§ **Приведённый отрывок**:
-------------------------

Виктора Платоновича Некрасова,

   даже в ту пору, когда мы с ним были едва знакомы, я, как и все мы, звал Вика. И, если ненароком сбивался на «Виктора Платоновича», он недовольно морщился. И это несмотря на разницу в возрасте (он был старше меня на шестнадцать лет).
   Володя Войнович моложе меня на шесть лет. Он, стало быть, был моложе Вики на двадцать два года. Но это обстоятельство ничуть не мешало ему не только звать Виктора Платоновича Викой, но и быть с ним на «ты».
   С Викой иначе было нельзя.
   И в этом тоже проявлялось главное свойство его личности: он не признавал никаких условностей, никаких барьеров, никаких табу. Не только с друзьями, но и в своих отношениях с самой Софьей Власьевной. (Любимая его реплика: «Бодал я советскую власть!»)
   Рано или поздно это должно было кончиться плохо. И так оно и случилось.
   В 62-м на каком-то высоком партийном собрании (кажется, на пленуме ЦК) Хрущёв вдруг объявил, что знает только одного настоящего Некрасова – того, который написал «Я из лесу вышел, был сильный мороз». А таких Некрасовых, как Виктор, надо гнать из партии железной метлой.

-------------------------

§ **Представленные данные**:
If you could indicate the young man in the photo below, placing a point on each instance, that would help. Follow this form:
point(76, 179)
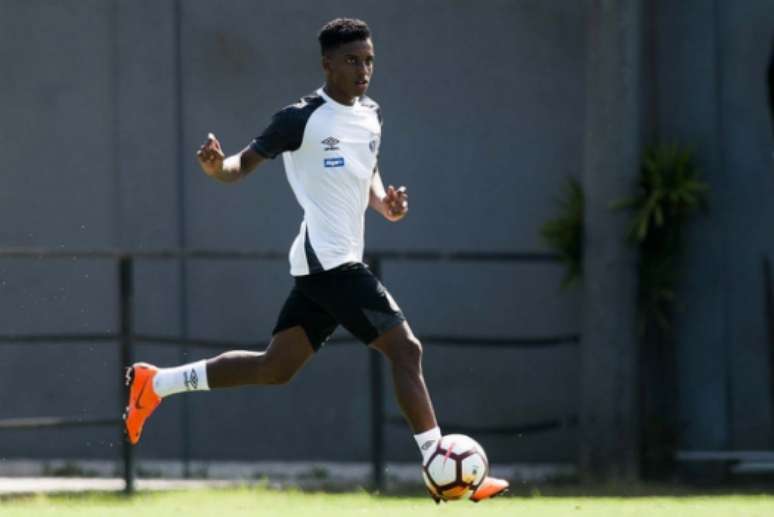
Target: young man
point(329, 142)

-------------------------

§ **Задание**: Процитируйте, пожалуйста, полностью и дословно отрывок о Викторе Некрасове.

§ **Результат задания**:
Виктора Платоновича Некрасова,

   даже в ту пору, когда мы с ним были едва знакомы, я, как и все мы, звал Вика. И, если ненароком сбивался на «Виктора Платоновича», он недовольно морщился. И это несмотря на разницу в возрасте (он был старше меня на шестнадцать лет).
   Володя Войнович моложе меня на шесть лет. Он, стало быть, был моложе Вики на двадцать два года. Но это обстоятельство ничуть не мешало ему не только звать Виктора Платоновича Викой, но и быть с ним на «ты».
   С Викой иначе было нельзя.
   И в этом тоже проявлялось главное свойство его личности: он не признавал никаких условностей, никаких барьеров, никаких табу. Не только с друзьями, но и в своих отношениях с самой Софьей Власьевной. (Любимая его реплика: «Бодал я советскую власть!»)
   Рано или поздно это должно было кончиться плохо. И так оно и случилось.
   В 62-м на каком-то высоком партийном собрании (кажется, на пленуме ЦК) Хрущёв вдруг объявил, что знает только одного настоящего Некрасова – того, который написал «Я из лесу вышел, был сильный мороз». А таких Некрасовых, как Виктор, надо гнать из партии железной метлой.